(Dataset entries)

BEGIN

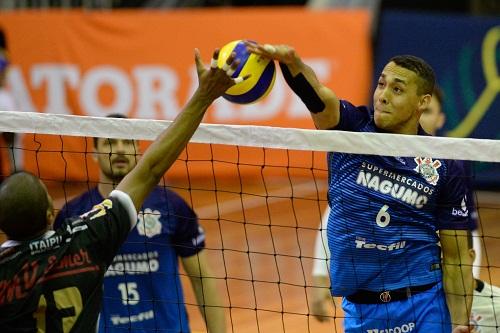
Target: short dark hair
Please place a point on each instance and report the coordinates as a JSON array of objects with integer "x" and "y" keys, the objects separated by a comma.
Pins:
[
  {"x": 423, "y": 70},
  {"x": 111, "y": 115},
  {"x": 23, "y": 206}
]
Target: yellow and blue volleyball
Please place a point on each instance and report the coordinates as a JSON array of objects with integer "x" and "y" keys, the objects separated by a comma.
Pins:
[{"x": 262, "y": 70}]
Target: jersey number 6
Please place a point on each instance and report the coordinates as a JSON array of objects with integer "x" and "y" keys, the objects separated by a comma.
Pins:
[{"x": 383, "y": 217}]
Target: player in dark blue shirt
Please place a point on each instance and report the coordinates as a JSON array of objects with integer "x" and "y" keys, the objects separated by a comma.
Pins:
[
  {"x": 385, "y": 211},
  {"x": 142, "y": 287},
  {"x": 51, "y": 281}
]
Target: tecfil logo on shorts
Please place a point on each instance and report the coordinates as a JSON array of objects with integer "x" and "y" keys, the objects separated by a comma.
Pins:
[
  {"x": 398, "y": 329},
  {"x": 362, "y": 244}
]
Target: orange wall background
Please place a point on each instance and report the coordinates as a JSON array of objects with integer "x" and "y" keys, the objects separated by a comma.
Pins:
[{"x": 141, "y": 63}]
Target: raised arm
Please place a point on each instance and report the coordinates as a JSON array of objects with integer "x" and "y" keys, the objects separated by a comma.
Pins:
[
  {"x": 213, "y": 82},
  {"x": 319, "y": 99}
]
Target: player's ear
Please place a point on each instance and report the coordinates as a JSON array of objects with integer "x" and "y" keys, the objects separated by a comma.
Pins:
[{"x": 423, "y": 103}]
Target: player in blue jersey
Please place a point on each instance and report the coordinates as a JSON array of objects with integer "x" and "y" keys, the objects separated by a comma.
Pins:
[
  {"x": 51, "y": 281},
  {"x": 385, "y": 211},
  {"x": 142, "y": 287}
]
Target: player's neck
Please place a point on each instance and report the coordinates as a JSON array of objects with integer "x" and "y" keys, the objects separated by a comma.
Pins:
[{"x": 106, "y": 185}]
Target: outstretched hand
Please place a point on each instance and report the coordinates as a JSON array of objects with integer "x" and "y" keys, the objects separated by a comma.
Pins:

END

■ Your goal ■
Rewrite the data above exactly as given, but omit the images.

■ Expected answer ■
Target: short dark hair
Please place a point on each instance and report the coordinates as a JSON array of objects with integer "x" and "y" keys, the objects separated by a comma.
Pins:
[
  {"x": 423, "y": 70},
  {"x": 111, "y": 115},
  {"x": 23, "y": 206}
]
Target: yellow and blue volleyball
Please place a point on each instance and report the coordinates as a JSON array of objects with integer "x" and "y" keys, the objects separated by a comma.
Pins:
[{"x": 262, "y": 70}]
Target: jersey number 6
Please place a point on each instance and report the coordinates as a JSON array of objects with integer "x" and "y" keys, the objects separated by a comma.
Pins:
[{"x": 383, "y": 217}]
Target: player in dark blue shirt
Please place a point on each instance and report the coordinates as a JSON array of objects with integer "x" and "y" keys, the objects separated by a comma.
Pins:
[
  {"x": 385, "y": 211},
  {"x": 142, "y": 287},
  {"x": 51, "y": 281}
]
Target: tecfil logo on shorts
Please place a point on each instance and report the coordinates as a JSON array of objects with integer "x" and "y" keys, the objects separated by a comma.
Pins:
[
  {"x": 398, "y": 329},
  {"x": 362, "y": 244}
]
Target: orange wall background
Please place a point on each instance and report the coordinates as a JSON array of objects with integer "x" and "y" keys, the objects separated by a comma.
Pins:
[{"x": 141, "y": 63}]
Target: raised arm
Please place a point on each instance and report the coordinates as a JSON array of objects with integer "x" and "y" keys, the objects separated by a comma.
Pins:
[
  {"x": 213, "y": 82},
  {"x": 319, "y": 99}
]
Target: player's ear
Please place a point on each instance and report the coordinates as a JSON array of objects with integer "x" and "y" keys, the objects separated by a comma.
Pins:
[{"x": 423, "y": 103}]
Target: player in blue jersey
Please place a point on each instance and report the coordinates as a JSON array of objects with integer "x" and "y" keys, the objects separated by a comma.
Pins:
[
  {"x": 51, "y": 281},
  {"x": 385, "y": 211},
  {"x": 142, "y": 287}
]
Target: player's neck
Please place a point on each instance and report the coordinates as a JSON array of objects with integer "x" and "y" keys, the objects separated by a comma.
Pins:
[{"x": 106, "y": 185}]
Target: outstretched hand
Please place a point on each instance and report the coordinates as a JSON array of objects with integer "x" and "y" keys, the objects separated by a comma.
Pins:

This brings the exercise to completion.